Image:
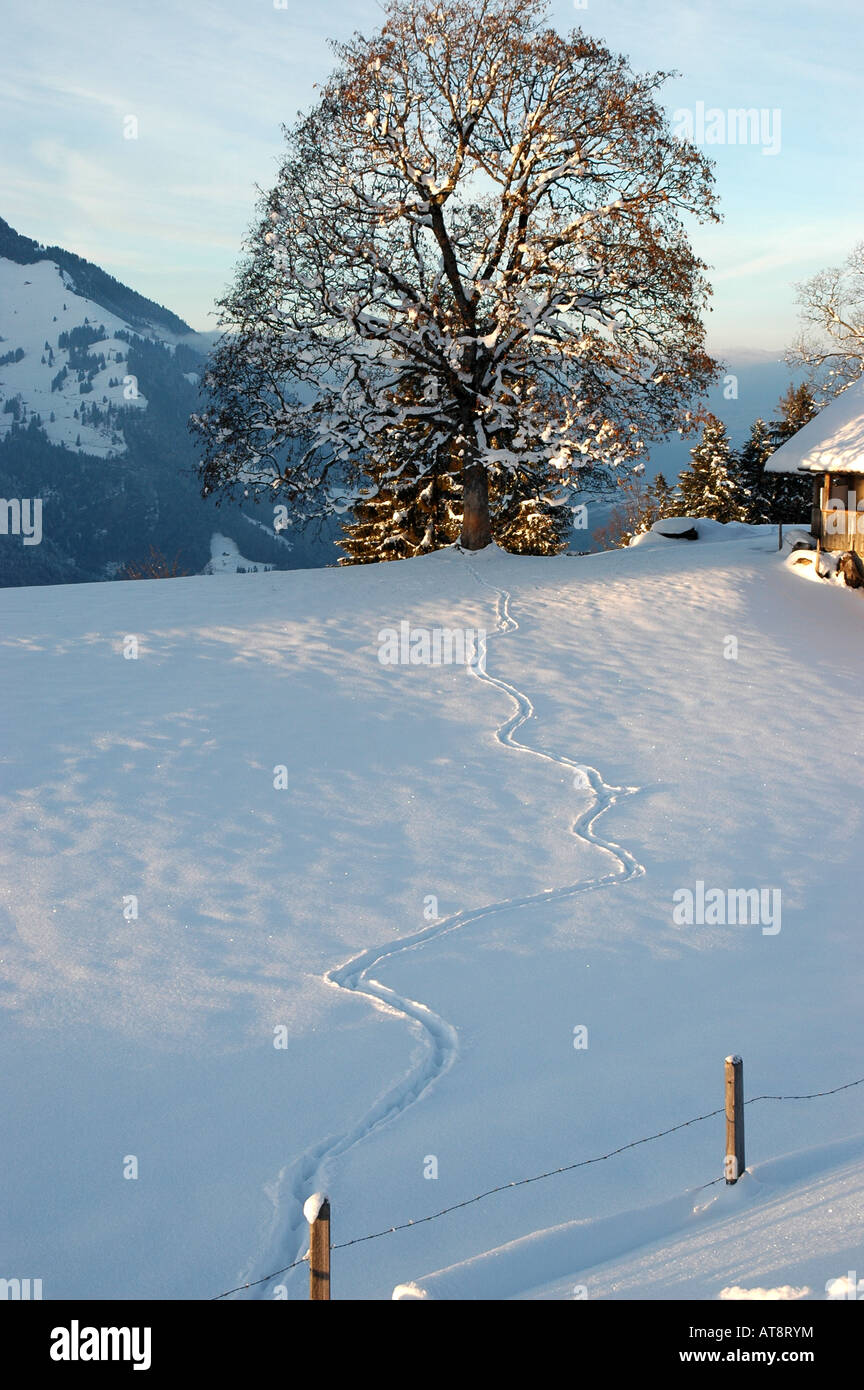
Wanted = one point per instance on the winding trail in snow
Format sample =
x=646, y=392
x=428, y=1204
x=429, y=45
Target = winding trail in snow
x=289, y=1235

+--

[SUA TAREFA] Reescreva todas as linhas do material acima, sem omitir nenhuma, aumentando em 85 cada coordenada das respostas e mantendo inalterados os demais números. Deixe as imagens fora da resposta.

[RESPOSTA ESCRITA]
Image:
Wanted = one point per instance on the winding trail in snow
Format sample =
x=646, y=392
x=428, y=1204
x=429, y=45
Target = winding trail in snow
x=374, y=1320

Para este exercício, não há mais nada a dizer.